Outline annotation records
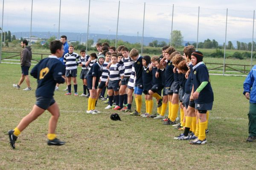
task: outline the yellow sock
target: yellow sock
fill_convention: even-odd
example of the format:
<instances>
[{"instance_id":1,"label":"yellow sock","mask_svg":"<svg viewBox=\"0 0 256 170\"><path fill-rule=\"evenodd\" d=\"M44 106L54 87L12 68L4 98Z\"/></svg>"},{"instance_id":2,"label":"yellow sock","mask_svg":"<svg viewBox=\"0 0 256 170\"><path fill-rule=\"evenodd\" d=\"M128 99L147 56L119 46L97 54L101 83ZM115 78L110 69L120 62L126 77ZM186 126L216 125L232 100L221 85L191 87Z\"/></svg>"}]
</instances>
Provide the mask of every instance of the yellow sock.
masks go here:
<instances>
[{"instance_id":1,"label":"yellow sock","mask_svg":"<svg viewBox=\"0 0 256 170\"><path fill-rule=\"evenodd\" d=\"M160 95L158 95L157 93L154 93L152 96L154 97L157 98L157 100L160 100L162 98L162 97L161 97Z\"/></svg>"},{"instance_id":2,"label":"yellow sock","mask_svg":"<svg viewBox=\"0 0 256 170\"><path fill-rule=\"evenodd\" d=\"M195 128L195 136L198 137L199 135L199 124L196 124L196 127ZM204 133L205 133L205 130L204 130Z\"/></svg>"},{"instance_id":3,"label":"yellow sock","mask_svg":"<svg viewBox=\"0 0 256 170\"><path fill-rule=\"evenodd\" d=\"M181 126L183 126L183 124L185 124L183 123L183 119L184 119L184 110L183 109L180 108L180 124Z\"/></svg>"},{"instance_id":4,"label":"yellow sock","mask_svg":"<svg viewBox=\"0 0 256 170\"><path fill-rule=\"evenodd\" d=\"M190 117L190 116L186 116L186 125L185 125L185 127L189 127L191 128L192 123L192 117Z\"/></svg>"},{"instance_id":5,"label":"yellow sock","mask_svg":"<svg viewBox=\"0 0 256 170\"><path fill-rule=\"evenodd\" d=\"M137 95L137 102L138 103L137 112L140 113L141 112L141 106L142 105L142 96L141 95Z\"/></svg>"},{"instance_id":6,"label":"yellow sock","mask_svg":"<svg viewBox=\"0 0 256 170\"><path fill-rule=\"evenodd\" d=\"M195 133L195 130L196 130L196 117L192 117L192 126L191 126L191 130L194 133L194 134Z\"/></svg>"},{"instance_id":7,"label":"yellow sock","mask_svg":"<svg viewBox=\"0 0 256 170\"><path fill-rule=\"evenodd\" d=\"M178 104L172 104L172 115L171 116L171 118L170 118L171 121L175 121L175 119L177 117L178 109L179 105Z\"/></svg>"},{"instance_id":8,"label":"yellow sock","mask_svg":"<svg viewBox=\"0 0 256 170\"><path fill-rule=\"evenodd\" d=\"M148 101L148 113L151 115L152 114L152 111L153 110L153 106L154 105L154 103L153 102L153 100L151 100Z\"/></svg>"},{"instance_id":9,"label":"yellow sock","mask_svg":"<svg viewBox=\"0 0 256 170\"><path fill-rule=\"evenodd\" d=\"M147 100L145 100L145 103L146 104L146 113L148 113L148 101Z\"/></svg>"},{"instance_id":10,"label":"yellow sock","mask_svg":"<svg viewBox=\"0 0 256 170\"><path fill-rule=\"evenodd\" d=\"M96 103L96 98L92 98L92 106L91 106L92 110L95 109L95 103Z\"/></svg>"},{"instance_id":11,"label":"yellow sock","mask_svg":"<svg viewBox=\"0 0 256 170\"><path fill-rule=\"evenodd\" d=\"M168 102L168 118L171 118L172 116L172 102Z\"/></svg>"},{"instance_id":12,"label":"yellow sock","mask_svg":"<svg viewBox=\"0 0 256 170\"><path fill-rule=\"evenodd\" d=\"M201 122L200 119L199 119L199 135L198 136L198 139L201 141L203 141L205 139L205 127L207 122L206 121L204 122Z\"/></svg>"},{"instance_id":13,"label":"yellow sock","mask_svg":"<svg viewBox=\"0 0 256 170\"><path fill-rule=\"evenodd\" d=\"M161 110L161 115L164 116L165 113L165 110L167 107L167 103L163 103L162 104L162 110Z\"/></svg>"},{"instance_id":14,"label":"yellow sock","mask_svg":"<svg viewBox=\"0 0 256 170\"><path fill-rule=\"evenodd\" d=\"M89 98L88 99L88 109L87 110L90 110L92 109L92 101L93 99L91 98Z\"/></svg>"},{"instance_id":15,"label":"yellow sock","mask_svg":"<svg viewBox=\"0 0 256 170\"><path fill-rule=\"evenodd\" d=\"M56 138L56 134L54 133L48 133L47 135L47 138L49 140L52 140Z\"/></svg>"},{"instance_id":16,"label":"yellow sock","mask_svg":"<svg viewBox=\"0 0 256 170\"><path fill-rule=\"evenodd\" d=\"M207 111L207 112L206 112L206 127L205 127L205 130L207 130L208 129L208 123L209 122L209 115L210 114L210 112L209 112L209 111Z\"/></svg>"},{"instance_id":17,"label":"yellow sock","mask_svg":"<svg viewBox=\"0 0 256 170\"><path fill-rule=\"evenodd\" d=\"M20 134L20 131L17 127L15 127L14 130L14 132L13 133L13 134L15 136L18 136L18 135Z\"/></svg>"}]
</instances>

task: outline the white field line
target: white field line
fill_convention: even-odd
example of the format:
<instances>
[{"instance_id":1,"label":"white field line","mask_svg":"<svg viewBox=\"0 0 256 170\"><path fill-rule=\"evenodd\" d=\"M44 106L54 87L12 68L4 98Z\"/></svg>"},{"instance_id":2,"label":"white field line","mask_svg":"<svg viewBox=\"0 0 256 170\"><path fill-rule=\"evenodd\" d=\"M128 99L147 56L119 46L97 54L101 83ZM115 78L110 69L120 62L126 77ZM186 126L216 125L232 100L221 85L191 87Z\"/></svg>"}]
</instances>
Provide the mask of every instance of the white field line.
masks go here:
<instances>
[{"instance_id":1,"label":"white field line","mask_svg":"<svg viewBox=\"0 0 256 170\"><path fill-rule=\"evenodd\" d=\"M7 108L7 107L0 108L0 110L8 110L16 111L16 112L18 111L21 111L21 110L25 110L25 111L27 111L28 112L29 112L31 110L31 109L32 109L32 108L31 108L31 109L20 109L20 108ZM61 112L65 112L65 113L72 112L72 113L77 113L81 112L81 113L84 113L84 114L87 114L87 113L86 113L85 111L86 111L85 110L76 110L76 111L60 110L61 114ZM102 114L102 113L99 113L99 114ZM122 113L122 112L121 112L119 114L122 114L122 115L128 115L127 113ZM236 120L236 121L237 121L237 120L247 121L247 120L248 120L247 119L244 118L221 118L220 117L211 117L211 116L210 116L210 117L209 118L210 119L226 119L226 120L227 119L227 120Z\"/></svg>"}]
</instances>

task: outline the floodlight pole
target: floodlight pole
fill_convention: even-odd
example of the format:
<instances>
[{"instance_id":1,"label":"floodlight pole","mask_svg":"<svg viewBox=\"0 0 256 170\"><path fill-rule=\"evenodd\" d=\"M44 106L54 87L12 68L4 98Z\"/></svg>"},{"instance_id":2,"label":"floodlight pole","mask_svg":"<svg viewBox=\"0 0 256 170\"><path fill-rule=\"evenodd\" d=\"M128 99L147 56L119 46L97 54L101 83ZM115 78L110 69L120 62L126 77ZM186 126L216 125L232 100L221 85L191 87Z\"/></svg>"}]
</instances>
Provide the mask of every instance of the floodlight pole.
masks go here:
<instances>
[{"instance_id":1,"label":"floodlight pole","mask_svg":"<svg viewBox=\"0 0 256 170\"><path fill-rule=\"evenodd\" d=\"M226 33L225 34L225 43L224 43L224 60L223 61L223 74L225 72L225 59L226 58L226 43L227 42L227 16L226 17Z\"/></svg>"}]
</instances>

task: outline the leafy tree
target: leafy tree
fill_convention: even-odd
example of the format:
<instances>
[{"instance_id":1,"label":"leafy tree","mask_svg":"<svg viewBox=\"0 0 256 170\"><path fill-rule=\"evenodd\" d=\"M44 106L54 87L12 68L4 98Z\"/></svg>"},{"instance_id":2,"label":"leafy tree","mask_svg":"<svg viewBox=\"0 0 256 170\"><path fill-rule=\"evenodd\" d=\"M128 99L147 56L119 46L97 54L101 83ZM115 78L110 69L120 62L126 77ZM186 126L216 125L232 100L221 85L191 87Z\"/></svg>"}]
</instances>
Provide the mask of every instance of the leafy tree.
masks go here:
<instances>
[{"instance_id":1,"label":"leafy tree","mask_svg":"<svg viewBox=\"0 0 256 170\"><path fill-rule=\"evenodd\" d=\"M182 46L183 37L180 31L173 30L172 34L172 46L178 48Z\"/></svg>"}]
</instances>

- _What is expected_
For this exercise, please retype exactly the lines in the listing from the line with "task: outline the leafy tree" through its last line, both ends included.

- _Answer to this problem_
task: outline the leafy tree
target: leafy tree
fill_convention: even-odd
example of the format:
<instances>
[{"instance_id":1,"label":"leafy tree","mask_svg":"<svg viewBox=\"0 0 256 170\"><path fill-rule=\"evenodd\" d=\"M44 106L54 87L12 68L4 98Z\"/></svg>"},{"instance_id":2,"label":"leafy tree","mask_svg":"<svg viewBox=\"0 0 256 170\"><path fill-rule=\"evenodd\" d=\"M128 99L147 56L119 46L97 54L101 83ZM115 78L110 69L120 62L126 77ZM186 126L216 125L232 100L221 85L191 87Z\"/></svg>"}]
</instances>
Provide the mask of every instance of the leafy tree.
masks go here:
<instances>
[{"instance_id":1,"label":"leafy tree","mask_svg":"<svg viewBox=\"0 0 256 170\"><path fill-rule=\"evenodd\" d=\"M182 46L183 37L180 31L173 30L172 34L172 46L178 48Z\"/></svg>"}]
</instances>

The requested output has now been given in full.